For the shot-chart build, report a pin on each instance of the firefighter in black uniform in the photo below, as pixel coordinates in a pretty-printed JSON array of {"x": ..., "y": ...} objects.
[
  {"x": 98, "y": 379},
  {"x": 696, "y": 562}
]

..........

_Exercise goal_:
Rewrite the lines above as a numbered list, leaving out any blank lines.

_Solution to the problem_:
1. For the shot-chart build, report a pin on each instance of the firefighter in black uniform in the photo below, as pixel coordinates in a pretty-printed JSON array of {"x": ..., "y": ...} objects.
2. [
3.   {"x": 98, "y": 379},
4.   {"x": 696, "y": 562}
5. ]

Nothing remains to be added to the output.